Required work: Give back exactly the lines from the one containing "query (the noun phrase to segment): green" through the end of the records, including both, and no others.

Data to use:
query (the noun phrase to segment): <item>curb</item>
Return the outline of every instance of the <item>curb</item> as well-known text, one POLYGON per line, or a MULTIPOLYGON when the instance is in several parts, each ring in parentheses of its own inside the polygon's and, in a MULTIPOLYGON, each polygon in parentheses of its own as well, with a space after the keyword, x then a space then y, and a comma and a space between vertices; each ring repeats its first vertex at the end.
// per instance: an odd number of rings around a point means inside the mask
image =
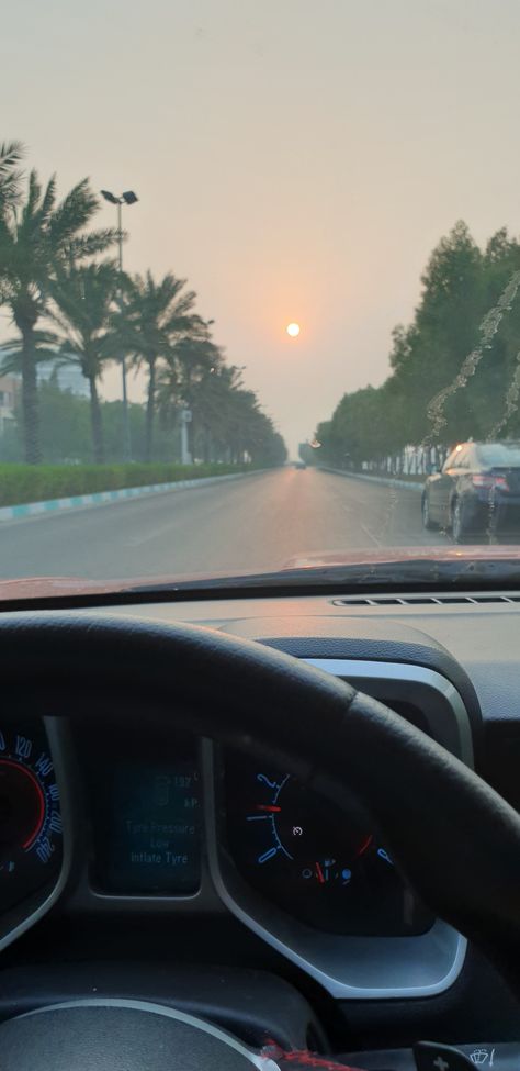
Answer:
MULTIPOLYGON (((381 483, 383 487, 405 488, 407 491, 422 491, 425 483, 414 480, 396 480, 386 476, 365 476, 364 472, 346 472, 344 469, 329 469, 320 465, 324 472, 335 472, 336 476, 344 476, 348 480, 363 480, 365 483, 381 483)), ((425 477, 426 480, 426 477, 425 477)))
POLYGON ((253 472, 227 472, 225 476, 204 476, 200 480, 176 480, 172 483, 149 483, 146 487, 121 488, 118 491, 93 491, 92 494, 72 494, 67 499, 47 499, 43 502, 24 502, 21 505, 4 505, 0 507, 0 522, 20 521, 23 517, 34 517, 42 514, 59 513, 61 510, 77 510, 86 505, 100 505, 103 502, 121 502, 124 499, 136 499, 145 494, 160 494, 163 491, 184 491, 188 488, 207 487, 224 480, 238 480, 244 476, 257 476, 265 471, 256 469, 253 472))

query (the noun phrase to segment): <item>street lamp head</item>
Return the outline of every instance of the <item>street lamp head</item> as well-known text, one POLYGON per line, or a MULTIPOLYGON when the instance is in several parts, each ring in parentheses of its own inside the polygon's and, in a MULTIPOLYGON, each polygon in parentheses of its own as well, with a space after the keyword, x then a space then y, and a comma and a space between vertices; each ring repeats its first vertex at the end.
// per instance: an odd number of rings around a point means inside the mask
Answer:
POLYGON ((104 197, 105 201, 110 201, 111 204, 121 204, 120 198, 115 197, 115 193, 111 193, 110 190, 101 190, 101 197, 104 197))

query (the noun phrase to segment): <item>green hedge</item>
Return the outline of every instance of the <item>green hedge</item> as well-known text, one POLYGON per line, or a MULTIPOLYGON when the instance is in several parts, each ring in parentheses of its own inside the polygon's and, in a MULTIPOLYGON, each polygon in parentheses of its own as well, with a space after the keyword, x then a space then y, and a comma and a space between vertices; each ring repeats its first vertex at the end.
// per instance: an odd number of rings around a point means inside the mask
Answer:
POLYGON ((253 469, 252 465, 0 465, 0 506, 253 469))

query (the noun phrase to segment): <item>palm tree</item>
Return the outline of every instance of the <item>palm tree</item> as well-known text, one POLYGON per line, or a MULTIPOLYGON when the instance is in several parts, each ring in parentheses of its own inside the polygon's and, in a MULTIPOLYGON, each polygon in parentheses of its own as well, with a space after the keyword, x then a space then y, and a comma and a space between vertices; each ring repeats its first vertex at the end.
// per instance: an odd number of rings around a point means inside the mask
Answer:
POLYGON ((98 381, 106 360, 116 354, 111 316, 120 286, 120 271, 111 261, 59 268, 50 282, 64 360, 78 364, 89 381, 92 453, 98 465, 104 461, 98 381))
POLYGON ((195 455, 199 423, 203 423, 202 399, 213 377, 223 366, 223 354, 212 342, 208 324, 200 321, 199 330, 180 337, 170 348, 158 376, 158 405, 166 424, 172 423, 179 409, 192 412, 190 453, 195 455))
POLYGON ((125 287, 124 304, 115 320, 125 352, 132 354, 134 365, 145 364, 148 369, 146 461, 151 461, 154 453, 158 362, 172 356, 176 339, 203 325, 192 312, 196 294, 184 291, 184 287, 185 279, 177 279, 171 272, 160 281, 154 279, 151 271, 136 275, 125 287))
MULTIPOLYGON (((10 174, 12 178, 12 168, 10 174)), ((13 200, 12 181, 8 201, 0 212, 0 304, 9 305, 20 332, 25 460, 34 465, 41 460, 35 332, 48 313, 52 280, 64 265, 106 249, 117 233, 84 232, 98 209, 88 179, 78 182, 57 204, 56 179, 53 177, 43 189, 33 170, 23 203, 16 203, 15 197, 13 200)))
POLYGON ((14 208, 20 200, 21 171, 23 158, 21 142, 3 142, 0 145, 0 213, 14 208))

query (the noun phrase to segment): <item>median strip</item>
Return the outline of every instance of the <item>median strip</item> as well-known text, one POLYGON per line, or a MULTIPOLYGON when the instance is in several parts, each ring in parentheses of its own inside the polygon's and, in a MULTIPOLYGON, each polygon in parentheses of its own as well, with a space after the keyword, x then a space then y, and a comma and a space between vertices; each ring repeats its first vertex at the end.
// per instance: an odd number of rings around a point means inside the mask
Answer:
POLYGON ((364 480, 366 483, 381 483, 383 487, 405 488, 407 491, 422 491, 425 480, 399 480, 394 476, 371 476, 369 472, 347 472, 344 469, 332 469, 328 465, 319 466, 321 472, 335 472, 336 476, 346 476, 349 480, 364 480))
POLYGON ((165 491, 184 491, 194 487, 207 487, 211 483, 222 483, 225 480, 238 480, 242 476, 256 476, 261 471, 264 470, 255 469, 253 471, 246 472, 230 472, 225 476, 174 480, 170 483, 149 483, 145 487, 127 487, 113 491, 93 491, 91 494, 72 494, 69 498, 63 499, 46 499, 42 502, 23 502, 18 505, 4 505, 0 507, 0 522, 58 513, 63 510, 83 509, 88 505, 101 505, 108 502, 121 502, 124 499, 142 498, 146 494, 161 494, 165 491))

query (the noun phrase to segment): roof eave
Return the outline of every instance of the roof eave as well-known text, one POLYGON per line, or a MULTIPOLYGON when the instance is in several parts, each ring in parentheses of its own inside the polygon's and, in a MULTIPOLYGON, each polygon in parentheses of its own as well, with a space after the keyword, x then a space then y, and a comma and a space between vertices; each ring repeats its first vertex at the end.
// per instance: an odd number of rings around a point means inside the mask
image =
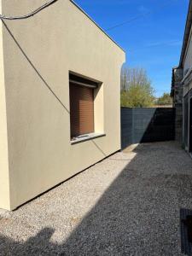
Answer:
POLYGON ((183 67, 183 61, 184 56, 188 46, 188 41, 190 35, 190 29, 192 25, 192 1, 190 0, 189 5, 189 10, 188 10, 188 16, 187 16, 187 21, 185 25, 185 30, 184 30, 184 37, 183 41, 183 46, 182 46, 182 52, 179 61, 179 67, 183 67))

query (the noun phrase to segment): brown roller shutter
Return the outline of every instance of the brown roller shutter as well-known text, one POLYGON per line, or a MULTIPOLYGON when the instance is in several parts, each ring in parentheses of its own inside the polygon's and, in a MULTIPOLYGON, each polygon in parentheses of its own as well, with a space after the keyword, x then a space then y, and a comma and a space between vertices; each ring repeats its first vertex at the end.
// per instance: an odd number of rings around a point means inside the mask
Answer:
POLYGON ((94 132, 94 89, 70 83, 71 137, 94 132))

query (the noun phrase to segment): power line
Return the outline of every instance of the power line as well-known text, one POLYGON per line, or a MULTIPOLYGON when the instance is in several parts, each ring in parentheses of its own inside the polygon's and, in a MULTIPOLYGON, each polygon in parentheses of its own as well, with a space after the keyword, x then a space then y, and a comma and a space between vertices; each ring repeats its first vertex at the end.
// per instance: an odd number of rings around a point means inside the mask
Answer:
POLYGON ((30 17, 34 16, 35 15, 37 15, 38 13, 42 11, 44 9, 50 6, 51 4, 55 3, 58 0, 50 0, 50 1, 47 2, 46 3, 44 3, 44 5, 38 8, 37 9, 33 10, 32 13, 30 13, 28 15, 22 15, 22 16, 6 16, 6 15, 0 15, 0 19, 1 20, 24 20, 24 19, 28 19, 30 17))
POLYGON ((131 19, 131 20, 126 20, 126 21, 124 21, 124 22, 122 22, 122 23, 119 23, 119 24, 116 24, 116 25, 114 25, 114 26, 110 26, 110 27, 107 28, 106 31, 113 30, 113 29, 114 29, 114 28, 116 28, 116 27, 124 26, 124 25, 125 25, 125 24, 131 23, 131 22, 135 21, 135 20, 139 20, 139 19, 141 19, 141 18, 146 17, 146 16, 148 16, 148 15, 151 15, 151 14, 153 14, 153 13, 154 13, 154 12, 156 12, 156 11, 161 9, 164 9, 165 7, 166 7, 167 5, 169 5, 172 1, 174 1, 174 0, 170 0, 170 1, 169 1, 168 3, 166 3, 166 4, 163 4, 163 5, 160 6, 159 8, 157 8, 157 9, 154 9, 154 10, 148 11, 148 12, 147 12, 147 13, 145 13, 145 14, 139 15, 137 15, 137 16, 136 16, 136 17, 133 17, 132 19, 131 19))

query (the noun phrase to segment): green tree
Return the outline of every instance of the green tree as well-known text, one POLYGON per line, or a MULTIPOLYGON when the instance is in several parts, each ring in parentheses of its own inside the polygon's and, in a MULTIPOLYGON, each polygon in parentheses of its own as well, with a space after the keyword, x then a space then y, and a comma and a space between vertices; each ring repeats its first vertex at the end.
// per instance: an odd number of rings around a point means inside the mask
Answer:
POLYGON ((144 108, 154 105, 154 90, 143 68, 125 67, 121 72, 121 107, 144 108))
POLYGON ((157 99, 157 105, 172 105, 172 99, 169 93, 164 93, 162 96, 157 99))

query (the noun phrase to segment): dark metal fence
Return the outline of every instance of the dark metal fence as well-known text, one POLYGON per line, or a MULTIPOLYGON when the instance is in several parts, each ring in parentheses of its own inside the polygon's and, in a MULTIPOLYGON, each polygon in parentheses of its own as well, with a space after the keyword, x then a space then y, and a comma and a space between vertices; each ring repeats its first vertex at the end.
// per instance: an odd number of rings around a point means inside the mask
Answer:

Answer to this exercise:
query (the noun phrase to segment): green tree
Return the outline of every instance of the green tree as well-known text, one POLYGON per line, or a MULTIPOLYGON when the instance is in several parts, each ring in parentheses of its own inside the polygon's and, in a MULTIPOLYGON, each polygon in parentheses of its own as well, with a space after the keyword, x then a space then y, and a comma and a space between vertices; each ring repeats its first vertex at the end.
// per instance: an odd number of rings around a point means inside the mask
Answer:
POLYGON ((144 108, 154 105, 154 90, 143 68, 125 67, 121 72, 121 107, 144 108))
POLYGON ((157 99, 157 105, 172 105, 172 99, 169 93, 164 93, 162 96, 157 99))

query (the noun phrase to segment): dark metal fence
Return the outline of every instance of the dark metal fence as well-known text, one POLYGON per line, or a MULTIPOLYGON when the instance is in several parts, each ring in parentheses of its own inside the polygon's and, in a MULTIPOLYGON, each polygon in parentheses of its own as well, with a space after the keyword, x then a space then y, and a comma and a space between vertices; each ring repeats its first vertex at the end.
// per instance: an odd number of rings around a point means inside the mask
Answer:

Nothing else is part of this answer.